-- What is needed --
Reproduce verbatim the passage of the post about Dell's preinstalled software, starting at "Can you imagine" and ending at "Dell support applications.".

Can you imagine buying a brand new car and having bumper stickers from Subway, Coke, Cialis, and Jenny Craig on the back of it? “Oh, we put bumper stickers on there to subsidise the cost of the car” says the salesman. “You can just scrape those off”. We’d never accept that from a car dealership, yet it’s exactly what we get from the major OEMs like Dell and HP. I’d happily pay an extra $10 to Dell just to get a machine that had no software installed on it beyond their basic Dell support applications.

7 thoughts on “Dell Still Putting Craplets on Vista Computers”

  1. You know, mabey that should be an option when building a Dell PC. Allow for a “No Extra Crap” (name negotiable) option and allow the user to pay whatever subsidised money Dell would normally receive from Google and others.

  2. Yeah, that’s exactly what I was thinking about paying an extra $10 or whatever the subsidy is that Dell gets paid. I doubt it’s even that high – I bet it’s no more then $5 total per PC…

  3. When I ordered mine, I saw no mention of any antivirus or burning software in the order process. Sure enough, there’s the NAV trial and the Roxio suite on the finished product.

-- Extracted information --
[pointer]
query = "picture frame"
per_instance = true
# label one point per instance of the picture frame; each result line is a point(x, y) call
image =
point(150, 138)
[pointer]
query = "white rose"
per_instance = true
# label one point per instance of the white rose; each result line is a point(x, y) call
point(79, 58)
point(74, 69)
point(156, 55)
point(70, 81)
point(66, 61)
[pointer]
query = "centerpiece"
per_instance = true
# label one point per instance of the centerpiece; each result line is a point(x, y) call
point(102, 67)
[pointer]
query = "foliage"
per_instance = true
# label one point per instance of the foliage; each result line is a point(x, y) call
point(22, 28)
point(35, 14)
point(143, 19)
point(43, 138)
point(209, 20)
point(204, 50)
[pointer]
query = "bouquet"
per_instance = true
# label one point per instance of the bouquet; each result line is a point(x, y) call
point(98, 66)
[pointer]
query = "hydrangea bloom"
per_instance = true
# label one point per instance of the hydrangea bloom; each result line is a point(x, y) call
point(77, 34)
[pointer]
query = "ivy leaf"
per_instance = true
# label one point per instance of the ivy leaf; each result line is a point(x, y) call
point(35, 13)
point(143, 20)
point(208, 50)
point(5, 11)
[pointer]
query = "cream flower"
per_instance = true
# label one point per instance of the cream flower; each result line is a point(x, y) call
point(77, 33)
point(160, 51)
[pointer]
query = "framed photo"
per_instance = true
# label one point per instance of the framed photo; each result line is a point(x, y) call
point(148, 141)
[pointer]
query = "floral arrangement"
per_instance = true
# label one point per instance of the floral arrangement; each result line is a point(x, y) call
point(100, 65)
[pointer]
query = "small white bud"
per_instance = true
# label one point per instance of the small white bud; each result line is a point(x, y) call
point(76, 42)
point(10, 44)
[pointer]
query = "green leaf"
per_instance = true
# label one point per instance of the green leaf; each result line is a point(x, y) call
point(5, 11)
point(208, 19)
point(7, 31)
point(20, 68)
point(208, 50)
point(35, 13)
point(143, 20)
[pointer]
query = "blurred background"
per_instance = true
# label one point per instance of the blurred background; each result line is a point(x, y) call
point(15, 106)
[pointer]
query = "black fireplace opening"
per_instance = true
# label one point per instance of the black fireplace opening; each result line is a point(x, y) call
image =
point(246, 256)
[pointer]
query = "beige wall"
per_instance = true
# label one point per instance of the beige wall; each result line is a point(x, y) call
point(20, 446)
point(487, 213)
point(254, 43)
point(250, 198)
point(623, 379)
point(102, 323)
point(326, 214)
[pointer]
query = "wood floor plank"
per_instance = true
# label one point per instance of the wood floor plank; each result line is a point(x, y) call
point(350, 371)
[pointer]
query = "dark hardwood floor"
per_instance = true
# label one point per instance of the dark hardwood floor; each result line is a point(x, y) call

-- Response --
Can you imagine buying a brand new car and having bumper stickers from Subway, Coke, Cialis, and Jenny Craig on the back of it? “Oh, we put bumper stickers on there to subsidise the cost of the car” says the salesman. “You can just scrape those off”. We’d never accept that from a car dealership, yet it’s exactly what we get from the major OEMs like Dell and HP. I’d happily pay an extra $10 to Dell just to get a machine that had no software installed on it beyond their basic Dell support applications.